## CONJUNTO DE TAREFAS:
1. Liste os estados citados no título do estudo mencionado no trecho sobre homicídios.
2. Escreva a continuação do trecho sobre homicídios, começando depois da última frase apresentada.

## TRECHO PARA LEITURA:
- - - - - - -
A imagem que vem à cabeça estabelece pontos não apenas com o senso comum – que julga a população de homens negros como potenciais autores de violência – mas também com o que já apontam estudos sobre violência letal: ela não acontece de modo generalizado e tem como alvo prioritário a mesma população pobre, negra e jovem. Ao analisar os resultados, no entanto, a equipe de pesquisa aponta para as falhas das políticas públicas de segurança que priorizam atividades que mudam pouco o contexto em que ocorrem as violências e ignoram ações efetivas de prevenção.
O documento “Dinâmicas de Produção de Homicídios em Pernambuco, Alagoas e Paraíba: Um Estudo Qualitativo” faz parte de uma pesquisa nacional do Senasp – Secretaria Nacional de Segurança Pública. O Gajop foi a única organização da sociedade civil a disputar e ganhar o edital.
O trabalho foi realizada por uma equipe de pesquisadoras sob coordenação de Ana Paula Portela, para quem o estudo “reafirmou o que já sabíamos”. A importância da pesquisa, no entanto, é trazer uma atualização dos contextos em que acontecem as violências letais e a percepção das pessoas mais próximas do evento. “Tínhamos, lá atrás (antes do golpe de 2016), a intenção de conceber um plano nacional de redução da violência letal. O primeiro passo era realizar um diagnóstico e, em seguida, trazer contribuições de mudanças concretas na sociedade para diminuição desses crimes”, explica Edna Jatobá, coordenadora do Gajop.
- - - - - - -
## DADOS BRUTOS:
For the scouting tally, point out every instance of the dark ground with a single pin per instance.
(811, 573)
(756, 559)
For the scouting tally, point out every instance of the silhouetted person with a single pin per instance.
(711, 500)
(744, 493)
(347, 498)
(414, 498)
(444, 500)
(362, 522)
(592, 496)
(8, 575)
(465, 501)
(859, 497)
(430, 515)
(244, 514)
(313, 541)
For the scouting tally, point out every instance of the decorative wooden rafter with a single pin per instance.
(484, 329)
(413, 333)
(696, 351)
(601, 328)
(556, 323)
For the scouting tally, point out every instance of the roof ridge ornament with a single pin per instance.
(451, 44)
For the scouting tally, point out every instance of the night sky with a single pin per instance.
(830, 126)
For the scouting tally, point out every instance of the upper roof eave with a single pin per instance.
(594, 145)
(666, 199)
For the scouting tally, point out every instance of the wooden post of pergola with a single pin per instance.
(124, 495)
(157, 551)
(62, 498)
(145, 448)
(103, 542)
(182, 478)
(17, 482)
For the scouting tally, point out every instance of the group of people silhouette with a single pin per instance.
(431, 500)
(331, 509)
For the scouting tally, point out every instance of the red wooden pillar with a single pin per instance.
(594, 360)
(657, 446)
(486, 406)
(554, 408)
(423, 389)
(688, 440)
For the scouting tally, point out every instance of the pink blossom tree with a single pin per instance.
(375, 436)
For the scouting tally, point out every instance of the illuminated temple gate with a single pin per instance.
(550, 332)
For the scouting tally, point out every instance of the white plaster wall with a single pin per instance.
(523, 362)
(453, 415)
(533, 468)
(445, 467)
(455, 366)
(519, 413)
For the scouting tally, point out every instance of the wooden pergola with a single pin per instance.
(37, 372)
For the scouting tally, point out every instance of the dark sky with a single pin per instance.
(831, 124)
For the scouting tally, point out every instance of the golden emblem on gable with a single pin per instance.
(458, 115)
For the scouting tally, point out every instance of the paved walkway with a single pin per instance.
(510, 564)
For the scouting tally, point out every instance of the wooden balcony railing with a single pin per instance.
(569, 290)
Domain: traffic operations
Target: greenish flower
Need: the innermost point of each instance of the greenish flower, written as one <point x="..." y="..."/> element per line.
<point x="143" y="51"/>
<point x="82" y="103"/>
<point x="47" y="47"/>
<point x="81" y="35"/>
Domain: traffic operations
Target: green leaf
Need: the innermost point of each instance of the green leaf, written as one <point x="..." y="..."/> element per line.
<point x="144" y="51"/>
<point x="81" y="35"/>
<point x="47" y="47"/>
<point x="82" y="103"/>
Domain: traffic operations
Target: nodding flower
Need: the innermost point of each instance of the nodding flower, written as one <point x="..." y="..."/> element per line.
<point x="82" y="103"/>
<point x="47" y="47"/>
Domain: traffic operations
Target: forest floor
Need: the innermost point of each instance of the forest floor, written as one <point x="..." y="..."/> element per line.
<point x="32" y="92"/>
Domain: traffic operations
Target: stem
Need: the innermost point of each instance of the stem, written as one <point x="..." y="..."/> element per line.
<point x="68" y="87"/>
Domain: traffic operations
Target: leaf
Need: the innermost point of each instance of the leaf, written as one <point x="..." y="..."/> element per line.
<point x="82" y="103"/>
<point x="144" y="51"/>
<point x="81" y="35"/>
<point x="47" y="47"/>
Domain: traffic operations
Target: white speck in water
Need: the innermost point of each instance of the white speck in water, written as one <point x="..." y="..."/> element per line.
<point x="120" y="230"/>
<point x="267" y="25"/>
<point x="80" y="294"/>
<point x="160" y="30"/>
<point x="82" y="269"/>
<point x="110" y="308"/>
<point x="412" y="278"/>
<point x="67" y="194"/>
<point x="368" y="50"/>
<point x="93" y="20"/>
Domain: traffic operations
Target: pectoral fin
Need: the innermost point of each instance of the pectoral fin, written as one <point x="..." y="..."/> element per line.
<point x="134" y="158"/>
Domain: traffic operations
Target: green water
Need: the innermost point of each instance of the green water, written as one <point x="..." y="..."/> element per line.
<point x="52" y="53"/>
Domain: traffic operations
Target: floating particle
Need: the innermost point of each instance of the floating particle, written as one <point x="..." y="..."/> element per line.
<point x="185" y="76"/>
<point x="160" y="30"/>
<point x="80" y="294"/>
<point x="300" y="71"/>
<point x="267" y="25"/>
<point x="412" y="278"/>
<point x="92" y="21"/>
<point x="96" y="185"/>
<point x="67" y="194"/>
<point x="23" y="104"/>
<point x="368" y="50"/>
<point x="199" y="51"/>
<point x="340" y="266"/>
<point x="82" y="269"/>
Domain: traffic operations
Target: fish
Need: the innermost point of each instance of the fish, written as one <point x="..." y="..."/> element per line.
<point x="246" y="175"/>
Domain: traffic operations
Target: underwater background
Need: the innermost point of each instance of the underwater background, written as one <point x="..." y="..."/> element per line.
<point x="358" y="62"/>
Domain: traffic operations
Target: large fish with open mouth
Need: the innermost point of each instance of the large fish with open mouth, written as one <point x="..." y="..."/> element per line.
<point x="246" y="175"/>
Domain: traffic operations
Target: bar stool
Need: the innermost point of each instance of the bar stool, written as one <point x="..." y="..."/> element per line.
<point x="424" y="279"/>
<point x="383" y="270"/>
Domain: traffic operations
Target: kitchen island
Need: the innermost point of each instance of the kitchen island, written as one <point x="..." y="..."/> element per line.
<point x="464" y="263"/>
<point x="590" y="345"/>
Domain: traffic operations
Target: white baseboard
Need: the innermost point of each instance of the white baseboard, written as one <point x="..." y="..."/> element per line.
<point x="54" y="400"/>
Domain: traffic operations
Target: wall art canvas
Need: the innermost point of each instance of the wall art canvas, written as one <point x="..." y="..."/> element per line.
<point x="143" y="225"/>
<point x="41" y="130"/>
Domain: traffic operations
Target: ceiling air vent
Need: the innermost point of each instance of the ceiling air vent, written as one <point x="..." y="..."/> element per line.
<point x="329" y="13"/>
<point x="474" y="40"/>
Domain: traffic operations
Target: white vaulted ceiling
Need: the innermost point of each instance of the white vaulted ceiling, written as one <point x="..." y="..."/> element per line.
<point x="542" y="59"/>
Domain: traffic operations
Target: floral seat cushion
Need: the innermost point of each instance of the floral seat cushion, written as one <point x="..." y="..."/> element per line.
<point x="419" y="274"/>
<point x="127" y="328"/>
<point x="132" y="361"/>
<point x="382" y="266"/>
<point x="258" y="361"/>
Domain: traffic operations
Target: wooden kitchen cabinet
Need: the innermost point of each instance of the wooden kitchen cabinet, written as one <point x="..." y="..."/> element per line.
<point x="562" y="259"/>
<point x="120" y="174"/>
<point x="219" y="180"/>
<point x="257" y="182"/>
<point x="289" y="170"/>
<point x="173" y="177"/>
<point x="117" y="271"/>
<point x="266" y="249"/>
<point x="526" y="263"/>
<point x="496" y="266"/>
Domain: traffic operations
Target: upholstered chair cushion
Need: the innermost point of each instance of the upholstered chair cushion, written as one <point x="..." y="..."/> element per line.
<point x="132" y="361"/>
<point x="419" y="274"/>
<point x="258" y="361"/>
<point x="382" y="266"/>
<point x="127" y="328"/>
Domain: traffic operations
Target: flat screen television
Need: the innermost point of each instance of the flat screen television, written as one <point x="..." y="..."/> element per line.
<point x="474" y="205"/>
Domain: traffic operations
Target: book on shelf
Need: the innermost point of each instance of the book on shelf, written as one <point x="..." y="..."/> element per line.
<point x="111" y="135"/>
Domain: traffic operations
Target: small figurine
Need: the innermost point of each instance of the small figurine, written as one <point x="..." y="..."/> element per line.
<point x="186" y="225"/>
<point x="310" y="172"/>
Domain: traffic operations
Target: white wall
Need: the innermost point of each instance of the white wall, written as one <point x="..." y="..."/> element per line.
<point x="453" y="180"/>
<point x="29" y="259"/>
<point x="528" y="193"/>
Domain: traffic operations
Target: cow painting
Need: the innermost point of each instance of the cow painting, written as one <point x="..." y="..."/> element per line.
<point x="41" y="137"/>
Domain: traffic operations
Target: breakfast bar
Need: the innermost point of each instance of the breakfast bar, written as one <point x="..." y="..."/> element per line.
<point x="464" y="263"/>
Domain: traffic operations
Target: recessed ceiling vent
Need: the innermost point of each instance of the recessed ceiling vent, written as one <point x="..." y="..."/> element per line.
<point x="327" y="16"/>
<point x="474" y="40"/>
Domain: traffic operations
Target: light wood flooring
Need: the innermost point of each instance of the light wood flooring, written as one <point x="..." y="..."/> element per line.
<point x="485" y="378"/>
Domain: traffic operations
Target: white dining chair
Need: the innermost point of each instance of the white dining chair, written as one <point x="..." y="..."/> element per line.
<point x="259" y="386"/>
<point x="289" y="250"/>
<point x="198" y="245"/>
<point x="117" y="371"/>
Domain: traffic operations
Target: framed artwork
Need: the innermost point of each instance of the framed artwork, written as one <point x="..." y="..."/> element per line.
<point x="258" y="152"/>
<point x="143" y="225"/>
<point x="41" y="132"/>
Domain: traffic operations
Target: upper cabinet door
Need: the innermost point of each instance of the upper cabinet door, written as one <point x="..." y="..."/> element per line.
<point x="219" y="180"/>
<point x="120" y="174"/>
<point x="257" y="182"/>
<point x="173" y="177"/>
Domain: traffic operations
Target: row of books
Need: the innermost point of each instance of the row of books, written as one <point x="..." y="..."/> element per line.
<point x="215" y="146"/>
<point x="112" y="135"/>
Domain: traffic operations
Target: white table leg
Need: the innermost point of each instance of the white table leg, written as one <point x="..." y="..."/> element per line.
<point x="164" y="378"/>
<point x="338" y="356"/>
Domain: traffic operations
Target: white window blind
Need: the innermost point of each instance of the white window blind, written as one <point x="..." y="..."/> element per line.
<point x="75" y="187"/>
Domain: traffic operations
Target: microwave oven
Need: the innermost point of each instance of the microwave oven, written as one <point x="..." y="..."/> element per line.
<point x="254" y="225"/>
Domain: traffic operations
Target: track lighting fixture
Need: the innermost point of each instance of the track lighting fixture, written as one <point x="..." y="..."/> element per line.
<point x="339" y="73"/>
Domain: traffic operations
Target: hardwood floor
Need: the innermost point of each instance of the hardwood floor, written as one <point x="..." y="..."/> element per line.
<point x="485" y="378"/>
- - - - - - -
## RESPOSTAS DO EXERCÍCIO:
1. Pernambuco, Alagoas e Paraíba.

2.
O objetivo do estudo é identificar as caraterísticas da violência em todo o país para subsidiar políticas públicas. Com base em pesquisa quantitativa de índices de violência letal – também realizada pela Senasp – foram selecionadas as 11 cidades com mais homicídios nos três estados pesquisados. Desse total, seis das cidades estão em Pernambuco, três na Paraíba e duas em Alagoas. Em 2014, ano anterior à realização da pesquisa, os três estados registraram juntos 7.068 homicídios. Desse total, 2.995 casos aconteceram nas cidades selecionadas.
Além de identificar as causas e fatores de risco de homicídios relacionados aos autores e vítimas, a pesquisa buscou entender detalhes, motivações e dinâmicas culturais específicas que poderiam produzir ou favorecer os homicídios em nível local – por exemplo, perceber como a existência de iluminação ou não, a geografia local, acessibilidade, vazios urbanos, acesso a armas, etc, interferem na ocorrência de um crime.
Para isso, o estudo também descreve e analisa “percepções de diferentes atores sociais sobre pessoas envolvidas nos homicídios, motivações para os mesmos e as respostas dadas pelo Sistema de Segurança Pública e Justiça Criminal”.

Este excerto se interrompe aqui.